### Texte fourni
_____
5. Le FN, sans allié à Bruxelles
Malgré sa victoire, le Front national est dans une impasse à Bruxelles.
Les électeurs français, volontairement ou pas, ont envoyé au Parlement européen 24 députés frontistes. C'est le plus gros contingent d'élus nationaux, puisque le FN est arrivé en tête au scrutin européen du 25 mai dernier. Ces 24 eurodéputés, à Bruxelles, ne serviront à rien, strictement à rien. Dans le "meilleur" des cas, l'ensemble des europhobes - comme la presse européiste aime à rassembler les souverainistes de droite - constitueront un unique groupe. Il pèsera pour  moins de 20% du parlement, isolé et sans alliance. Selon toute vraisemblance, l'extrême droite européenne ne parviendra même pas à s'unir, éparpillée en trois tendances.
L'UKIP britannique (27% des suffrages au Royaume Uni) trouve le FN trop antisémite.  Et le FN ne veut pas des néo-nazis grecs d'Aube Dorée.
Bref, à Bruxelles comme ailleurs, le FN sera bien inutile pour "protéger" ceux qu'il a promis de protéger.  A Bruxelles comme ailleurs, le Fn cherche autre chose qu'une base politique pour des lendemains pour chantent. Il obtiendra la constitution d'un groupe, à coup de débauchages individuels s'il le faut. L'enjeu n'est pas politique, mais financier.
_____
### Données fournies
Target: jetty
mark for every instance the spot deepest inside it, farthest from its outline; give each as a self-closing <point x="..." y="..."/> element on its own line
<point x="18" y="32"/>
_____
### Consigne
Relevez tous les partis politiques cités par leur nom dans le texte sur le FN à Bruxelles.

### Réponse
- le Front national (FN)
- l'UKIP
- Aube Dorée